▶ EXTRACT PROVIDED
===============

Then Judah went up to him and said, “Oh, my lord, please let your servant speak a word in my lord's ears, and let not your anger burn against your servant, for you are like Pharaoh himself. My lord asked his servants, saying, ‘Have you a father, or a brother?’ And we said to my lord, ‘We have a father, an old man, and a young brother, the child of his old age. His brother is dead, and he alone is left of his mother's children, and his father loves him.’ Then you said to your servants, ‘Bring him down to me, that I may set my eyes on him.’ We said to my lord, ‘The boy cannot leave his father, for if he should leave his father, his father would die.’ Then you said to your servants, ‘Unless your youngest brother comes down with you, you shall not see my face again.’
Joseph’s use of the word “divination” is part of his strategy. He’s hinting at divine revelation. He wants his brothers to think that God is angry at them.
And that’s exactly what they are thinking. Judah says, “God has found out the guilt of your servants,” and he proposes that they should all become slaves. Then Joseph tightens the vise by saying only the thief who stole his cup should be enslaved. That’s the perfect nightmare scenario for Judah and he panics.

===============

▶ EXTRACTED DATA

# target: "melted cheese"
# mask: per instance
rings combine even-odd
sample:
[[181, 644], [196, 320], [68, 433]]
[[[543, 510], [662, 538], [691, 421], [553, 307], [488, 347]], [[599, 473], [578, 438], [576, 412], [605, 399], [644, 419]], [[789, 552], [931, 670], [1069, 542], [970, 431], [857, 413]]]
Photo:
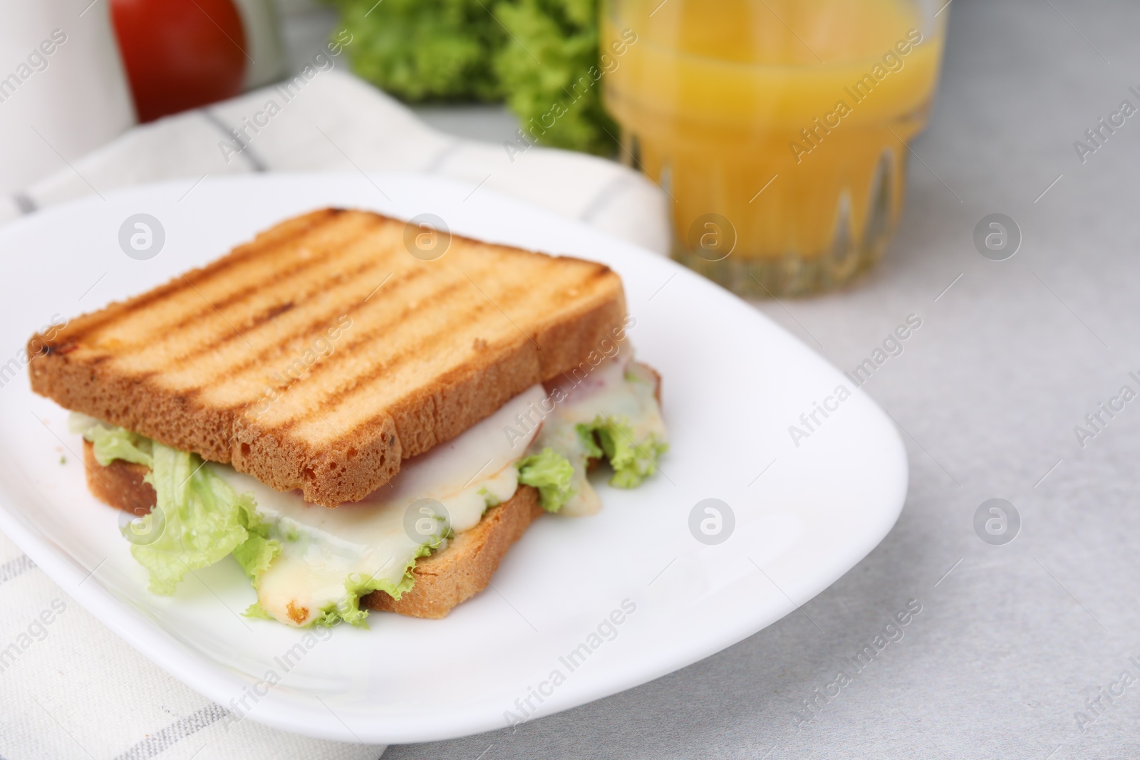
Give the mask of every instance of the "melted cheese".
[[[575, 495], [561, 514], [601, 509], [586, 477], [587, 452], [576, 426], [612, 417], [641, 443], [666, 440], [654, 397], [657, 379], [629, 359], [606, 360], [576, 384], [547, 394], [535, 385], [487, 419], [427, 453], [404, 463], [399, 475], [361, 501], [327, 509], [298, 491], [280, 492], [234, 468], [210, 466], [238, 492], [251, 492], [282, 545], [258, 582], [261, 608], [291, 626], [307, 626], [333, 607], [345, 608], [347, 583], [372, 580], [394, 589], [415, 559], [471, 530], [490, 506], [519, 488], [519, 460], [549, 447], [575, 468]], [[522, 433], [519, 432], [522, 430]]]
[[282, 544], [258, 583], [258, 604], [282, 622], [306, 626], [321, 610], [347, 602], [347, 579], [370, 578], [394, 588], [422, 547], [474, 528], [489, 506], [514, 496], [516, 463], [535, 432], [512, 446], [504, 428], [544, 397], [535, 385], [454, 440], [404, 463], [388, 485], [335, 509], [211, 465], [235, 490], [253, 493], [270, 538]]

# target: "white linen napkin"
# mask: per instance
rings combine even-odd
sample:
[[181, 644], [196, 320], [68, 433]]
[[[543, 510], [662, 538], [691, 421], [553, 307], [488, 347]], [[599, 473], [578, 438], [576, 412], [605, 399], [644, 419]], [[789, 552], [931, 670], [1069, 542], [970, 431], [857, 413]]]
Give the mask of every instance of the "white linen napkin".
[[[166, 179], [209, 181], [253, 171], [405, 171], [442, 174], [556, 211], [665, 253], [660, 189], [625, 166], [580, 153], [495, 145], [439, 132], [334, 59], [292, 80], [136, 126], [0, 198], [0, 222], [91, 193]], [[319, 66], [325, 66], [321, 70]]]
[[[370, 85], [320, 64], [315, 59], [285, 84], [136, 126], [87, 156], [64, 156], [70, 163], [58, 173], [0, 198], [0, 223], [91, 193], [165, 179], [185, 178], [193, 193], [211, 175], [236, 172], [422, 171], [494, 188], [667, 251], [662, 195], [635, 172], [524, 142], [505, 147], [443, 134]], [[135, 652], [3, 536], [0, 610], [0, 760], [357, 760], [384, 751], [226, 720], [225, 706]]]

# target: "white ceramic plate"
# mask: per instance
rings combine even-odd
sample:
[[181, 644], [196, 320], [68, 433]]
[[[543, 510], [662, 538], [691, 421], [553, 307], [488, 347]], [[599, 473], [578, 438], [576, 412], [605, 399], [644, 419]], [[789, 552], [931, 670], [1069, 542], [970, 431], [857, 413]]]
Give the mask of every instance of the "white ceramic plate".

===============

▶ EXERCISE REQUIREMENTS
a – Render this sentence from the commentary on Judah and Joseph in Spanish: "He wants his brothers to think that God is angry at them."
b – Resume the commentary on Judah's plea to Joseph, picking up right after its final sentence.

▶ OUTPUTS BY TASK
a – Quiere que sus hermanos piensen que Dios está enojado con ellos.

b –
But in his panic, Judah does something that wrecks Joseph’s plan. Judah went up to him. Joseph has been keeping his distance, but now they’re close. Judah doesn’t recognize Joseph but he might.
Joseph’s plan is backfiring. Concealing his identity is essential. Given that he has had trouble controlling his emotions, having Judah right up in his face is a problem. Then Judah launches a groveling, rambling plea for mercy.
It’s more powerful than he realizes.
Judah’s sincerity in coming before this lord is a perfect model for how we should be when we come before the Lord. Too often we offer up stoic prayers as if that’s what God wants.
No. God’s servants scream and cry. The book of Lamentations is part of scripture for a reason.
Ever wonder what in the world Jesus was talking about when he said, “I never knew you. Away from me you evildoers.”? – Matthew 7:23b (NIV)
How’s He going to know you if you’re never yourself when you talk to Him?